## PROBLEM
What lines of the data below hold "negative"? Show them.

(Entries taken from a collection)

━━━━

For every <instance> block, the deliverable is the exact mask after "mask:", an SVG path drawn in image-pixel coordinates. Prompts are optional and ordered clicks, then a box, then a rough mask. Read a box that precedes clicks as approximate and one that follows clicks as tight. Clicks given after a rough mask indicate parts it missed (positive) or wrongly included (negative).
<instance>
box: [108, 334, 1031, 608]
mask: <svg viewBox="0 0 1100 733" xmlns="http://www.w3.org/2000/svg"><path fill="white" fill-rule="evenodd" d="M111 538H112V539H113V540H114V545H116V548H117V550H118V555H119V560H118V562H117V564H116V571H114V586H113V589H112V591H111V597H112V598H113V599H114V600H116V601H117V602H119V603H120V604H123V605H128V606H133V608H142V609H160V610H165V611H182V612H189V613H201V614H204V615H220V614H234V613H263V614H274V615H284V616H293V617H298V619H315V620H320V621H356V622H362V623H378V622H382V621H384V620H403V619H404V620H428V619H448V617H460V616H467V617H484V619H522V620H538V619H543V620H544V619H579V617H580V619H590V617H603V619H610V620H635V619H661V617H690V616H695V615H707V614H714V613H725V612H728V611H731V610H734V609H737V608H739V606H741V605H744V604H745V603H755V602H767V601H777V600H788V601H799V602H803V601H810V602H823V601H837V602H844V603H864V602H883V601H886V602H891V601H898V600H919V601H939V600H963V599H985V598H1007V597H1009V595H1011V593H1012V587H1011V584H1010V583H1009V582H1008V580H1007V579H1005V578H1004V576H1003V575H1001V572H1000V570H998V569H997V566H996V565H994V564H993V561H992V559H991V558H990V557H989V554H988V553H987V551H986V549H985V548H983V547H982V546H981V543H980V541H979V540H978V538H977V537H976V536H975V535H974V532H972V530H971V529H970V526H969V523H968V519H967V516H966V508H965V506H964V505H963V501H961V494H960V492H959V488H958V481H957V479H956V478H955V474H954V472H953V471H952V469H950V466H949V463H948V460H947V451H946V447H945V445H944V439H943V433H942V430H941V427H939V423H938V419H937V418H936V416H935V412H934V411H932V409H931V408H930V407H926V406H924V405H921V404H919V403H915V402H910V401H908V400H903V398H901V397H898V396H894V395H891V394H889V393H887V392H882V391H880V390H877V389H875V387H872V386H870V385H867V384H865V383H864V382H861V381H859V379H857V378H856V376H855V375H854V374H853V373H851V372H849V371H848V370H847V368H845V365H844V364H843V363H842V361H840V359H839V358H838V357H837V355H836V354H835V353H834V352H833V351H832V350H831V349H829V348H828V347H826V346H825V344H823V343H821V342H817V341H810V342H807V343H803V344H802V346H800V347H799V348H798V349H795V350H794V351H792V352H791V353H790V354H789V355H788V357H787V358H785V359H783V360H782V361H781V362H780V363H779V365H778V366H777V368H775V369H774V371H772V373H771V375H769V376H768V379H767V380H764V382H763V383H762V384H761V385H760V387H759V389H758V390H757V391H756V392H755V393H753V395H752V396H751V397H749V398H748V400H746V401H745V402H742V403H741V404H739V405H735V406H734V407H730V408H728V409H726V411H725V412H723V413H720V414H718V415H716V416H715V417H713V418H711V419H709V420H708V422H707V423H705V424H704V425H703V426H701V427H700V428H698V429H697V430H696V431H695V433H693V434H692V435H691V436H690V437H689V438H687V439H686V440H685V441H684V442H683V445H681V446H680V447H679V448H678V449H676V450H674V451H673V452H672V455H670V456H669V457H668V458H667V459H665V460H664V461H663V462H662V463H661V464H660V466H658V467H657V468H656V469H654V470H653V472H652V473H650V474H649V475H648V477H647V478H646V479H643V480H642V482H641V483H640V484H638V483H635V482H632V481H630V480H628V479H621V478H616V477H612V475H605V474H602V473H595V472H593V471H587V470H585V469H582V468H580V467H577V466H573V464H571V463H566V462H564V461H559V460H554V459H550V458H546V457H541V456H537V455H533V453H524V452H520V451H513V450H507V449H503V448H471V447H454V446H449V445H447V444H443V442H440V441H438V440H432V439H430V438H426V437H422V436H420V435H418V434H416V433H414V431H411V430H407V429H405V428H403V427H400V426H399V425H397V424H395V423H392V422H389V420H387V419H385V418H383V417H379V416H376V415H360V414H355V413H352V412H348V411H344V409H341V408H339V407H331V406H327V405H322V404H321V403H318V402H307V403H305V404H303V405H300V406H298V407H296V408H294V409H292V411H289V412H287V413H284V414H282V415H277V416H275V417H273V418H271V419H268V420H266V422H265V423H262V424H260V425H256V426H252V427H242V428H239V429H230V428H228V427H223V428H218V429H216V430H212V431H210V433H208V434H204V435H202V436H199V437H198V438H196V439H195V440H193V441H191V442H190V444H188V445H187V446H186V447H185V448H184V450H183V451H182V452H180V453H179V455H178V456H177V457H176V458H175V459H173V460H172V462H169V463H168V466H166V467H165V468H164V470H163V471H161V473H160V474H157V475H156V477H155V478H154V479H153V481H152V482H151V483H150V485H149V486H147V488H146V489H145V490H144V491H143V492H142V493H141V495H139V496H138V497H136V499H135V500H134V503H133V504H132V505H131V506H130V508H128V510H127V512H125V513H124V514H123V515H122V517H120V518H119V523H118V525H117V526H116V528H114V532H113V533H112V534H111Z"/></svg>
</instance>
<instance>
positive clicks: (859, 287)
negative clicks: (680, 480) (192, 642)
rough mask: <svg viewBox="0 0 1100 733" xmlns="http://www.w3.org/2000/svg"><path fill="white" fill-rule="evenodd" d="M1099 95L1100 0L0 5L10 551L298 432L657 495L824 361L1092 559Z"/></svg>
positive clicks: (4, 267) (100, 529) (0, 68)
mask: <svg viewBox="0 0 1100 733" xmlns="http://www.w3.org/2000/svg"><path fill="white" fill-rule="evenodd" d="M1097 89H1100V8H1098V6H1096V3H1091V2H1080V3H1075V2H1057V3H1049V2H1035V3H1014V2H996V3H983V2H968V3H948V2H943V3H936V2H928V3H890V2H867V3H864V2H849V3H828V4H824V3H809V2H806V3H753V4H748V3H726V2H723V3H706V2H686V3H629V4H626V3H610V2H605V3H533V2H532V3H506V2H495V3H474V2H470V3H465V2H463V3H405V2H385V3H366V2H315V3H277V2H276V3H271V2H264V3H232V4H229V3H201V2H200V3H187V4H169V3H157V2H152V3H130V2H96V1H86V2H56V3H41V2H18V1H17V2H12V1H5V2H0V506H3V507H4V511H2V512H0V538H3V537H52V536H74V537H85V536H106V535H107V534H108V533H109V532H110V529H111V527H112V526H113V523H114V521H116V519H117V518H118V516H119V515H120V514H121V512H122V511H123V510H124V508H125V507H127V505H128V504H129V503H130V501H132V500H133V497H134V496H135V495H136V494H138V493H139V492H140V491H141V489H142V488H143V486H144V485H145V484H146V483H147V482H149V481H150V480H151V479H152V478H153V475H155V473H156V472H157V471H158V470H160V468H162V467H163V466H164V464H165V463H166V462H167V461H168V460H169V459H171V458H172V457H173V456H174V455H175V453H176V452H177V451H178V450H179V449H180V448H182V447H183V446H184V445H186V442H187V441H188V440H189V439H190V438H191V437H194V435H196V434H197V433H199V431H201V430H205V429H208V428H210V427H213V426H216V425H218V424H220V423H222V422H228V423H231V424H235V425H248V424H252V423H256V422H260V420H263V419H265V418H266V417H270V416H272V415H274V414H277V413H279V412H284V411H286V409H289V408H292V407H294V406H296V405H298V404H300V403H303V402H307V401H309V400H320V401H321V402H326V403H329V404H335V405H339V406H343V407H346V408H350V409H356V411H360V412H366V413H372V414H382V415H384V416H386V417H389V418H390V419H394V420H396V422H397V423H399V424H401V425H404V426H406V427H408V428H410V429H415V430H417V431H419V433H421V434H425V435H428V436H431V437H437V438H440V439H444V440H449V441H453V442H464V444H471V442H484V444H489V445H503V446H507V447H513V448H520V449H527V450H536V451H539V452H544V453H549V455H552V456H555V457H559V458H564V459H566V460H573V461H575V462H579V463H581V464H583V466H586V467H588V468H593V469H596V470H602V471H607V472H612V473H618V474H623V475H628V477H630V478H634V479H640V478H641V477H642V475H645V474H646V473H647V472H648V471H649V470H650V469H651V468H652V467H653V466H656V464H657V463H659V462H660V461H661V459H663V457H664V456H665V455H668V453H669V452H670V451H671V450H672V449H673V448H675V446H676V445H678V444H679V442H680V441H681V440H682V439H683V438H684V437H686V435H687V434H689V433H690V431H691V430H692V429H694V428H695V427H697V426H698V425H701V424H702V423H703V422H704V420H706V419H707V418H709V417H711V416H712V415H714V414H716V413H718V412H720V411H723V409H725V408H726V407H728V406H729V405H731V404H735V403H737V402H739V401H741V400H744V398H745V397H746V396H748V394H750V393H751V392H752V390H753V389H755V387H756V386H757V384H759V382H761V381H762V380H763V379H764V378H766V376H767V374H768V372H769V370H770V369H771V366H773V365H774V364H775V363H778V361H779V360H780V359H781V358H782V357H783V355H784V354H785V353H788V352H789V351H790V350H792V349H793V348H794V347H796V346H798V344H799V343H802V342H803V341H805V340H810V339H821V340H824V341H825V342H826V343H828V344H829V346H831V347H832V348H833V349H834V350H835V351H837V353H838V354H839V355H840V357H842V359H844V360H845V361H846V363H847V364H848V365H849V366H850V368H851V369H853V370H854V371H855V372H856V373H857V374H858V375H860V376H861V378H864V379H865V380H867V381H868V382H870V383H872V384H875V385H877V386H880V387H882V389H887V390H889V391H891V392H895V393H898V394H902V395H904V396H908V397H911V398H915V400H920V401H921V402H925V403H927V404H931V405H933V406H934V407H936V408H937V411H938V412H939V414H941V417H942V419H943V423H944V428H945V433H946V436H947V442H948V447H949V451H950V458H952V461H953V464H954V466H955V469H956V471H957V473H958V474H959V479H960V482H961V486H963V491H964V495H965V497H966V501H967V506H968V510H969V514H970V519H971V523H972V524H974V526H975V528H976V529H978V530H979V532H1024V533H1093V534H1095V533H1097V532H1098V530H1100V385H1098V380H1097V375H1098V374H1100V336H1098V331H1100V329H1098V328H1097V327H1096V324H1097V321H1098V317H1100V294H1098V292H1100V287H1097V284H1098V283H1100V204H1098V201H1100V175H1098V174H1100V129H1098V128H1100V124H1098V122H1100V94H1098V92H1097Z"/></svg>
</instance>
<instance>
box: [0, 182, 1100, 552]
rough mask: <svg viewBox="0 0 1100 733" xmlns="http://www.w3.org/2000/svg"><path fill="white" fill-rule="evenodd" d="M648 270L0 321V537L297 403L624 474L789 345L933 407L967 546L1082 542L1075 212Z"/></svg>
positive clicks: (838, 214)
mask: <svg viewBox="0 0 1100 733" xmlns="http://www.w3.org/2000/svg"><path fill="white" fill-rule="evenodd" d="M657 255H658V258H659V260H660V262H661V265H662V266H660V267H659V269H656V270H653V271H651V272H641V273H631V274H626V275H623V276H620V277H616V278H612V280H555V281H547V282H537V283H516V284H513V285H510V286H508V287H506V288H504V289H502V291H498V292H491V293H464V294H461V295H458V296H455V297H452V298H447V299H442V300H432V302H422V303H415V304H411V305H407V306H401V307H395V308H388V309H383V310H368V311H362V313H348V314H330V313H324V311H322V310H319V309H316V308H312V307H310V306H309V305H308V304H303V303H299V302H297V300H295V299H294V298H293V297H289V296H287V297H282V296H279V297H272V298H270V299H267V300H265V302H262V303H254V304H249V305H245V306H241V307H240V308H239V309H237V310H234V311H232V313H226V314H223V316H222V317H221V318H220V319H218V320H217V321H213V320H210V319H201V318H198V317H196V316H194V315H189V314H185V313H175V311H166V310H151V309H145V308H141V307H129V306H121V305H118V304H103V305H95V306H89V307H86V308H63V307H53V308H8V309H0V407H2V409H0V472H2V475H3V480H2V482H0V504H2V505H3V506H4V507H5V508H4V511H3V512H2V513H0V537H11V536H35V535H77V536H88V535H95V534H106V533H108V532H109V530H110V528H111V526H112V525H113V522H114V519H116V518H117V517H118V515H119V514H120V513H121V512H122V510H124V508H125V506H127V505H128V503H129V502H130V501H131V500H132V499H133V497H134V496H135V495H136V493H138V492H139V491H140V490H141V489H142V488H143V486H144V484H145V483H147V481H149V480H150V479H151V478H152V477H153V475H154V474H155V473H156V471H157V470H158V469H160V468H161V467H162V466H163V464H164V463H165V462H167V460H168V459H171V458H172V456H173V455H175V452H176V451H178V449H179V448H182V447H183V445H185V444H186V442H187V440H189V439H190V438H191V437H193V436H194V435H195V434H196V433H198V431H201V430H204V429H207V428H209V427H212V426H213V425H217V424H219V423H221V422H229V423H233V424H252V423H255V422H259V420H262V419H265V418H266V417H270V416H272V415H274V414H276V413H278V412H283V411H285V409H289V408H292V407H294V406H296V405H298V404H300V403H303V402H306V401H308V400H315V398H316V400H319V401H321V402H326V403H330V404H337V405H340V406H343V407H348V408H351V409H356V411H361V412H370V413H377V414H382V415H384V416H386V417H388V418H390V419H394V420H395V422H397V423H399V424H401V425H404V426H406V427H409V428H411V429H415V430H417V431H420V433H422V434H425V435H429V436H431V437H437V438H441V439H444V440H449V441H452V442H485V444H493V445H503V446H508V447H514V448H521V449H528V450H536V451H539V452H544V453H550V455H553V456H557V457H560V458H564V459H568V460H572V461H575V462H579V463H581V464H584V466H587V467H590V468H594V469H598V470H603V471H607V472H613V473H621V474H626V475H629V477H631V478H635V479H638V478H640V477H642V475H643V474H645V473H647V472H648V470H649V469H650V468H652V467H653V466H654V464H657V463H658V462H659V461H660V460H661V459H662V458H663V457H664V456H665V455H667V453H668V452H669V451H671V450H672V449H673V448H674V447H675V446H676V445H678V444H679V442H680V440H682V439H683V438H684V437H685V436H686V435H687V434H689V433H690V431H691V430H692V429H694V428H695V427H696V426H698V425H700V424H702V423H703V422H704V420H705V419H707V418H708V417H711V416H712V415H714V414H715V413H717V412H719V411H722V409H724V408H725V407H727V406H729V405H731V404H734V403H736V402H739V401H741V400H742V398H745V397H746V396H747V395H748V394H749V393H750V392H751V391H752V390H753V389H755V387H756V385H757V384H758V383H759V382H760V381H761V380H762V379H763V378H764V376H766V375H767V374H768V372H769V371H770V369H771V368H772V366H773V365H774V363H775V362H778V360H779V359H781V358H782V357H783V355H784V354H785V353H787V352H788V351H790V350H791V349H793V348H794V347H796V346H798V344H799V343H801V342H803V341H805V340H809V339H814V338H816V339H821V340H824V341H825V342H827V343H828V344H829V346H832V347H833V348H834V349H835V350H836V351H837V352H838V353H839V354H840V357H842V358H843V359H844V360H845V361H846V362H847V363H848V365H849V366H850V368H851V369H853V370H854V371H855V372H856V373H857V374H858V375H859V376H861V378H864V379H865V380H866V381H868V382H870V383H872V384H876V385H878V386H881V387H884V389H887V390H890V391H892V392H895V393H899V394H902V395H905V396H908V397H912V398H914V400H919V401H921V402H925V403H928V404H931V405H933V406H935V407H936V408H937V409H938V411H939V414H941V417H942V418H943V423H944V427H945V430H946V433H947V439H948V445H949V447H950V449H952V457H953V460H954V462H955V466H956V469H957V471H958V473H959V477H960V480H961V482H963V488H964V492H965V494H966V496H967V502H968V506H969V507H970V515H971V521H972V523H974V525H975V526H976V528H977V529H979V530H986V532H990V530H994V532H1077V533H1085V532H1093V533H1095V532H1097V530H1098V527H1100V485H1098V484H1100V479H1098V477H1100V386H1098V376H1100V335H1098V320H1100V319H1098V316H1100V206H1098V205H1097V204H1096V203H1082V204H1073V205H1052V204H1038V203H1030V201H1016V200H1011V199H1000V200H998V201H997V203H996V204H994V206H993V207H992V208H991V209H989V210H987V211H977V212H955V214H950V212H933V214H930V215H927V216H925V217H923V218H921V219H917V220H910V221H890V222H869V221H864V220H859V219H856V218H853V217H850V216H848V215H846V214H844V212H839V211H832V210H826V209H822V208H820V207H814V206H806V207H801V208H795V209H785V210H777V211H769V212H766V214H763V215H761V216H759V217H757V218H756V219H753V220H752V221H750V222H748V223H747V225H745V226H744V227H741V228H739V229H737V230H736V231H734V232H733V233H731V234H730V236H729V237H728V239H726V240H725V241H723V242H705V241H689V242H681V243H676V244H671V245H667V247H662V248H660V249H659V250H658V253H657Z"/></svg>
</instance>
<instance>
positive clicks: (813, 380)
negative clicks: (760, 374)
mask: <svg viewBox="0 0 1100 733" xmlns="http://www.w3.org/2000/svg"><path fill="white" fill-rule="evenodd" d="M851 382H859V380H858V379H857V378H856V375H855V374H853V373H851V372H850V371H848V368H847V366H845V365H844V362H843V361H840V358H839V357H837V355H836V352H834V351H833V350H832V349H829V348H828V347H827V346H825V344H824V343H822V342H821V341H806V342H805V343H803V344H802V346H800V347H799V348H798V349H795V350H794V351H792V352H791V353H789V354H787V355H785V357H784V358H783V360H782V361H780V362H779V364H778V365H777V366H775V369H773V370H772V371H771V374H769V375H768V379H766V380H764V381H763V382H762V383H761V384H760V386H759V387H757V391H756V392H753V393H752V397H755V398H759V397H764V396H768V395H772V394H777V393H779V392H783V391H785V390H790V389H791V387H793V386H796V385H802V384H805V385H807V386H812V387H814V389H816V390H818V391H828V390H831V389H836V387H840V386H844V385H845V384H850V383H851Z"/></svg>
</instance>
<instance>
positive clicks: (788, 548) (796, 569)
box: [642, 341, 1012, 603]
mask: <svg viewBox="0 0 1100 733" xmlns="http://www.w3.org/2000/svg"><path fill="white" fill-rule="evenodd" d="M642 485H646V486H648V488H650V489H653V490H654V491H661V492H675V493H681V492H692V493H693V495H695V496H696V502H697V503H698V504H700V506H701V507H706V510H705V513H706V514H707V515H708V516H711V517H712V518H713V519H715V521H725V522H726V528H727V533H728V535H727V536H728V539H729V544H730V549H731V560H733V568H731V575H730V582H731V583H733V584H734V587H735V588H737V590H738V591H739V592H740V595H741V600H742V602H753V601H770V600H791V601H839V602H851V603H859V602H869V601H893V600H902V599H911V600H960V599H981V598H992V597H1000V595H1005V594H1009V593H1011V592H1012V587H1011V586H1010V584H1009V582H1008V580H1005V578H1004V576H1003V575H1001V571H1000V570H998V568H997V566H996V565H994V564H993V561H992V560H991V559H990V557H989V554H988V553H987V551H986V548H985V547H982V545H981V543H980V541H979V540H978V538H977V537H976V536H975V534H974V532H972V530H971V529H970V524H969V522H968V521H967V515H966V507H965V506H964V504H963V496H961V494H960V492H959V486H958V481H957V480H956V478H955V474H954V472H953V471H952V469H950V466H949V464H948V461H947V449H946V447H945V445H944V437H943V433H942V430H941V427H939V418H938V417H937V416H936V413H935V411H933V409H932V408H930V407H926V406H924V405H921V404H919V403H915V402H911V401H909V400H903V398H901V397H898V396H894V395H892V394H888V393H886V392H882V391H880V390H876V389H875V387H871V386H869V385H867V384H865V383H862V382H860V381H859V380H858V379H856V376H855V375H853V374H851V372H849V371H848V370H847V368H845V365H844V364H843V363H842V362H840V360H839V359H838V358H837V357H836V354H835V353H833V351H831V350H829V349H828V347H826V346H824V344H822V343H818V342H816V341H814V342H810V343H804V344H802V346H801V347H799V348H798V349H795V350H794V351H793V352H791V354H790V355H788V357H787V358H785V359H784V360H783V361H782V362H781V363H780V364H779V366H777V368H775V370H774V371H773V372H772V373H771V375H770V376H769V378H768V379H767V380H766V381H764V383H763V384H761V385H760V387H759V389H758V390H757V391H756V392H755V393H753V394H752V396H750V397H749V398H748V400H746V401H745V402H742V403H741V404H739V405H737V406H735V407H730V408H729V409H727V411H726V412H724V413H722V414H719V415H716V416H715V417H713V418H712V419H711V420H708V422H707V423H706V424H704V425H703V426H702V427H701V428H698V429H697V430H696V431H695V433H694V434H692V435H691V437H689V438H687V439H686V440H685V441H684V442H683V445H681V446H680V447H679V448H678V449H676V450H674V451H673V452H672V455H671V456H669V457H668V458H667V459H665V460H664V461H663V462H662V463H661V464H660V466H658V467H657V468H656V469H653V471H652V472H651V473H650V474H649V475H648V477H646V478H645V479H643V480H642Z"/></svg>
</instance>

━━━━

## OUTPUT OF THE EXERCISE
For every <instance> block, the deliverable is the exact mask after "mask:", an SVG path drawn in image-pixel coordinates. Prompts are optional and ordered clicks, then a box, then a rough mask. Read a box that precedes clicks as approximate and one that follows clicks as tight. Clicks given after a rough mask indicate parts it missed (positive) or wrongly included (negative).
negative clicks: (680, 480) (192, 642)
negative clicks: (760, 374)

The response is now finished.